### TEXTE DE L'EXERCICE
.....

Cette pièce, émouvante et simple, répond exactement à la définition de Diderot. Sedaine y fait l'apologie de la profession de commerçant en des termes qui rappellent ceux de Voltaire dans les Lettres Anglaises.

M. Vanderk père. - Quel état, mon fils, que celui d'un homme qui, d'un trait de plume, se fait obéir d'un bout de l'univers à l'autre! Son nom, son seing n'a pas besoin, comme la monnaie d'un souverain, que la valeur du métal serve de caution à l'empreinte : sa personne a tout fait : il a signé, cela suffit... Nous sommes, sur la surface de la terre, autant de fils qui lient ensemble les nations, et les ramènent à la paix par la nécessité du commerce. (II, 4).
Auteurs divers. 
Il y eut, jusqu'à la Révolution, un nombre considérable de drames représentés sans qu'aucune oeuvre de valeur mérite d'arrêter l'attention. Il suffit de signaler l'échec de Beaumarchais dans ce genre avec Eugénie (1767), Les Deux Amis (1770), La Mère coupable (1792), suite du Mariage de Figaro, et les tentatives de Mercier, tempérament fougueux, révolté contre les règles dans son traité du Théâtre ou Nouvel essai sur l'Art dramatique (1773), auteur applaudi de la Brouette du Vinaigrier, qui essaya du drame historique et national Jean Hennuyer (1772), La Destruction de la Ligue (1782), La Mort de Louis XI (1783).

.....

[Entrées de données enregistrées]
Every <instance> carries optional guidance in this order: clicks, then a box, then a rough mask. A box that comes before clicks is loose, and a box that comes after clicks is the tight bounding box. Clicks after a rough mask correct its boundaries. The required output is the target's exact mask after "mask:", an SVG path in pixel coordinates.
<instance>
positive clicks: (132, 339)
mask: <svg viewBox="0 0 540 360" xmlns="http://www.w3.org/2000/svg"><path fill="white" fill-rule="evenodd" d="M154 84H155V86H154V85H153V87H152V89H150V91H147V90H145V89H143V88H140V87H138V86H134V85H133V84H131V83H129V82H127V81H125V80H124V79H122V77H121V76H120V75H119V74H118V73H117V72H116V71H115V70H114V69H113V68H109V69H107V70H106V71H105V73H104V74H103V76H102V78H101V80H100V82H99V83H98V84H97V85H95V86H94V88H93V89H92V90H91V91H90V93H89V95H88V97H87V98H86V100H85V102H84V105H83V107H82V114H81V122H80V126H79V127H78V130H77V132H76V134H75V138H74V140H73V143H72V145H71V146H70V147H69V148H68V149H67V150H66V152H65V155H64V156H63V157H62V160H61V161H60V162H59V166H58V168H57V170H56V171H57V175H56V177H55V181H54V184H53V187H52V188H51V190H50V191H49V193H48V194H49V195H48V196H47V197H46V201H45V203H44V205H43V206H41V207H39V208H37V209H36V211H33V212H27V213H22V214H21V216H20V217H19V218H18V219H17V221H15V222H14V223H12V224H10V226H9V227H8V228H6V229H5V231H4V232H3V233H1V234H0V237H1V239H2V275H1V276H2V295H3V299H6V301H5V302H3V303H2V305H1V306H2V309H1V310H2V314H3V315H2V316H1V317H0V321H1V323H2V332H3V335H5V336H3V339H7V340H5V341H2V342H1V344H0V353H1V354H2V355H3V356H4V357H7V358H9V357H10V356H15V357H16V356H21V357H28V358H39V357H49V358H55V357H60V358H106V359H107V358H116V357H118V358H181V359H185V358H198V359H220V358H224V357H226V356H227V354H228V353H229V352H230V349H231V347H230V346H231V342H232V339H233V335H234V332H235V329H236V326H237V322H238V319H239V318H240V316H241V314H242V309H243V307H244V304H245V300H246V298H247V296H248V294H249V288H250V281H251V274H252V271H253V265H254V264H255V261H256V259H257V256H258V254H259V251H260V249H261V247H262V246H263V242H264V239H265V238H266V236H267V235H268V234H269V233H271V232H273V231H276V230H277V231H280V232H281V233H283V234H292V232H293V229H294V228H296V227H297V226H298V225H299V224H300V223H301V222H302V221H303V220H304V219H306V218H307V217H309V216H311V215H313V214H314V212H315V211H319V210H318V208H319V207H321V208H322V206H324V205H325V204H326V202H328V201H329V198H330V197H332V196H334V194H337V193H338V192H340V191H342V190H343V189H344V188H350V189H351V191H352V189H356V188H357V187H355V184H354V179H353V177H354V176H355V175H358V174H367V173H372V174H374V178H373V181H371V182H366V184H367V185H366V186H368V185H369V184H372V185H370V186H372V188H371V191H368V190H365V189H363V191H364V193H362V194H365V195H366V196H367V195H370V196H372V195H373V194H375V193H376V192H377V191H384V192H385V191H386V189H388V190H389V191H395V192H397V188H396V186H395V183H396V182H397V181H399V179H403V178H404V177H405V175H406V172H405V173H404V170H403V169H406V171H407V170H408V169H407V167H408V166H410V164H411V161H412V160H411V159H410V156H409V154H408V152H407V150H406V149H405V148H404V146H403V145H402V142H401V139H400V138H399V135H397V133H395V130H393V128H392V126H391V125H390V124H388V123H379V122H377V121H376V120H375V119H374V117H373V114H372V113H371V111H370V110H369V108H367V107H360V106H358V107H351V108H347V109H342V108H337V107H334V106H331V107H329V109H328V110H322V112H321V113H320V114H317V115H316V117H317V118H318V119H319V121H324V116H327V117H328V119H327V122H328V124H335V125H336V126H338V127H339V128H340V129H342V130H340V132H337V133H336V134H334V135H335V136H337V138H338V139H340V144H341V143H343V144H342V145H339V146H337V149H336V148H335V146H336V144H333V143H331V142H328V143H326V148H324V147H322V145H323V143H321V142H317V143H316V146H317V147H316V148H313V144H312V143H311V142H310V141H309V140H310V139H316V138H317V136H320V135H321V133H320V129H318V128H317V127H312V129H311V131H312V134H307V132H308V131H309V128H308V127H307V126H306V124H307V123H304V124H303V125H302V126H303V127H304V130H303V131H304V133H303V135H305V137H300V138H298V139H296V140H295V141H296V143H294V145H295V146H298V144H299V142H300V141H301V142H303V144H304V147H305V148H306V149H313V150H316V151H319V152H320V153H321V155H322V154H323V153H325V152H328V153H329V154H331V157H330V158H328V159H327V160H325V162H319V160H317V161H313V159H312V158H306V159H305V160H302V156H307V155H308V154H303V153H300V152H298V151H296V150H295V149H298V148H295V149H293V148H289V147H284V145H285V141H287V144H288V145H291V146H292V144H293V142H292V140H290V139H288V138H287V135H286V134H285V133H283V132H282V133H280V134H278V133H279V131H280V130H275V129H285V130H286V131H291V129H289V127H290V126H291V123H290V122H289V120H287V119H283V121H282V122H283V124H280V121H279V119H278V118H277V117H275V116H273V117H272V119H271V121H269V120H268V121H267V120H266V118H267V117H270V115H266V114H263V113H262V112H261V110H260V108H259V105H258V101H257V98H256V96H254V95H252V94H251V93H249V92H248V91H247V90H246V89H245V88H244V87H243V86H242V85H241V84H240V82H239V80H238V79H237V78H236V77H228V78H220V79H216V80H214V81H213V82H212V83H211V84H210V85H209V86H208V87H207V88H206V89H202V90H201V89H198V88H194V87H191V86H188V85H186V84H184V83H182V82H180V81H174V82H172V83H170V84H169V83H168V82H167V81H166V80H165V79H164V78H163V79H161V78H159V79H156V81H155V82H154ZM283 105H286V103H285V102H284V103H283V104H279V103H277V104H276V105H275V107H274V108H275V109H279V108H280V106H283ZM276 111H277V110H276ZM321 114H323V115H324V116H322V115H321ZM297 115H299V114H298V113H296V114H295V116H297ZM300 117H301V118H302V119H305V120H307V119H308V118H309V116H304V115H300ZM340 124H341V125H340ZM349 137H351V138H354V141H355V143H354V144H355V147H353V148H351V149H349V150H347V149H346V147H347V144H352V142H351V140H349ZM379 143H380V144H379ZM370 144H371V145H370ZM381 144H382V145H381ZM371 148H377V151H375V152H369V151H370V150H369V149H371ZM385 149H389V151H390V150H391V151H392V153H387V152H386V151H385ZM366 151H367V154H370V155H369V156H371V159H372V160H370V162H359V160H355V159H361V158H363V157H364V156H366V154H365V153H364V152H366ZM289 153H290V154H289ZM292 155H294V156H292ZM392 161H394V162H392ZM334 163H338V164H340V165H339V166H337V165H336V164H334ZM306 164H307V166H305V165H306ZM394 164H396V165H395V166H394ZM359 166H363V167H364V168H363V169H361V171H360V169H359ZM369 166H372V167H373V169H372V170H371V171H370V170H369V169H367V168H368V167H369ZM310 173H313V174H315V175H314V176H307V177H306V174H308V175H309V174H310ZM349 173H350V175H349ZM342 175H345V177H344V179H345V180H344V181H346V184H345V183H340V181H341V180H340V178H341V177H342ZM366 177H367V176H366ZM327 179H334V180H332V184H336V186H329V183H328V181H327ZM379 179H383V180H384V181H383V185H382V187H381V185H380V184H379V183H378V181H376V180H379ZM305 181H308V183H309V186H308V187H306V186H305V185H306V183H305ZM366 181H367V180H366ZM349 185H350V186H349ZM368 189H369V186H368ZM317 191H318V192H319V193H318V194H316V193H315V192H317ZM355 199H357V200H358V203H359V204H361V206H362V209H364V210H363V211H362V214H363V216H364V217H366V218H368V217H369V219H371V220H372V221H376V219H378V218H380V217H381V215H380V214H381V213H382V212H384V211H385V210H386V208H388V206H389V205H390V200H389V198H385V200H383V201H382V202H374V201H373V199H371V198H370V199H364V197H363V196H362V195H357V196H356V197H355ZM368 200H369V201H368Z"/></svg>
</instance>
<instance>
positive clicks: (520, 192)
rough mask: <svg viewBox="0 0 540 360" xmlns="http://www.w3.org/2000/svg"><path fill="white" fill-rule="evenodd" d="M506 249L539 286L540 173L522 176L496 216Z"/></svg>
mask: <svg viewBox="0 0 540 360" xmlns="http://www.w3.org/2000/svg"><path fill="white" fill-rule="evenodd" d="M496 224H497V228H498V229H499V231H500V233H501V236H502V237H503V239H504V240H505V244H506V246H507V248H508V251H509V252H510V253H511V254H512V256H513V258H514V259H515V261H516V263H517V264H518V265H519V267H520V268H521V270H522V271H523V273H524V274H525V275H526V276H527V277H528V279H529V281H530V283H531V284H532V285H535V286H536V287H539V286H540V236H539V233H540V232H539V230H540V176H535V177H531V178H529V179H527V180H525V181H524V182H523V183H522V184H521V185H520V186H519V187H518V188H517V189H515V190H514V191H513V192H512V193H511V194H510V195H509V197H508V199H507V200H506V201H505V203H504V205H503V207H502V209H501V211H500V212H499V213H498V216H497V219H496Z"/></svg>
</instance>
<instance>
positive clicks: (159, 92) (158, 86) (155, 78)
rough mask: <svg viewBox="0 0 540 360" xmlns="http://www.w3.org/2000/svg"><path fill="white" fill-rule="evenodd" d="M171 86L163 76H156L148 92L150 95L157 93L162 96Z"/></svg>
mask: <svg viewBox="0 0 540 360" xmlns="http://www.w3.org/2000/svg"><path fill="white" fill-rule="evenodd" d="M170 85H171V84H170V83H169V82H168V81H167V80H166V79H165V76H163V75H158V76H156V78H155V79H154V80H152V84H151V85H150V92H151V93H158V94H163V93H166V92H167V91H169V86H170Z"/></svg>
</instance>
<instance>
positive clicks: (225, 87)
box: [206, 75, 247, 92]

.....

### EXERCICE A
Pour chacune des affirmations (i), (ii) et (iii), indiquez par oui ou par non si elle concorde avec le passage sur Sedaine et le drame, puis citez littéralement les mots du passage qui tranchent. (i) Sedaine fait l'éloge de la profession de commerçant. (ii) Eugénie, de Beaumarchais, date de 1770. (iii) Mercier est l'auteur de la Brouette du Vinaigrier.
### EXERCICE B
Prolongez le passage sur Sedaine et le drame à partir de sa dernière phrase.

### RÉPONSE RÉDIGÉE A
(i) Oui : « Sedaine y fait l'apologie de la profession de commerçant ».
(ii) Non : « Eugénie (1767) ».
(iii) Oui : « auteur applaudi de la Brouette du Vinaigrier ».

### RÉPONSE RÉDIGÉE B
Le drame, qui avait eu la noble ambition d'avoir une action sociale, n'aboutit qu'à une production de plus en plus médiocre, gâtée par une sensiblerie fade et déclamatoire. Créé pour la bourgeoisie, il ne songea bientôt plus qu'à plaire au peuple et devint le mélodrame.

Le théâtre sous la Révolution

La Révolution donna la liberté du théâtre comme les autres, et les spectacles se multiplièrent, bientôt surveillés et dirigés par la Convention, puis par la censure impériale.

Les pièces d'actualité.
Chose toute nouvelle, la scène fait concurrence à la chronique. Les événements de chaque jour y sont commentés et traduits dans des pièces d'actualité, improvisées bien souvent en vingt-quatre heures. Les unes sont politiques, attaquent le clergé et les rois, raillent la noblesse, célèbrent les vertus républicaines. Les autres sont patriotiques et représentent les faits d'armes de la République et de l'Empire avec tambours, clairons, défilés, coups de canon et Marseillaise. Toutes ont un intérêt plutôt documentaire que dramatique.

La tragédie.
Les poètes tragiques continuent à appliquer la formule de Voltaire.

Sous la Révolution
Sous la Révolution ils recherchent les sujets qui prêtent aux allusions, soit dans l'histoire de Rome, comme Marius à Minturnes (1791), Cincinnatus, Lucrèce d'Arnauld, Quintus Fabius de Legouvé, Gracchus (1792) de M.-J. Chénier; soit dans l'histoire de France, comme le Charles IX (1789) du même poète, le plus grand succès d'alors, où à propos de la Saint-Barthélemy Chénier attaque à la fois la royauté et le clergé. Par un anachronisme de sentiments, dont Voltaire avait donné l'exemple, c'est Charles IX lui-même qui dénonce les crimes de ses prédécesseurs :

Mon trône est cimenté du sang de leurs victimes;
Avec ce bel empire, ils n'ont légué des crimes.

(Charles IX, IV, 1.)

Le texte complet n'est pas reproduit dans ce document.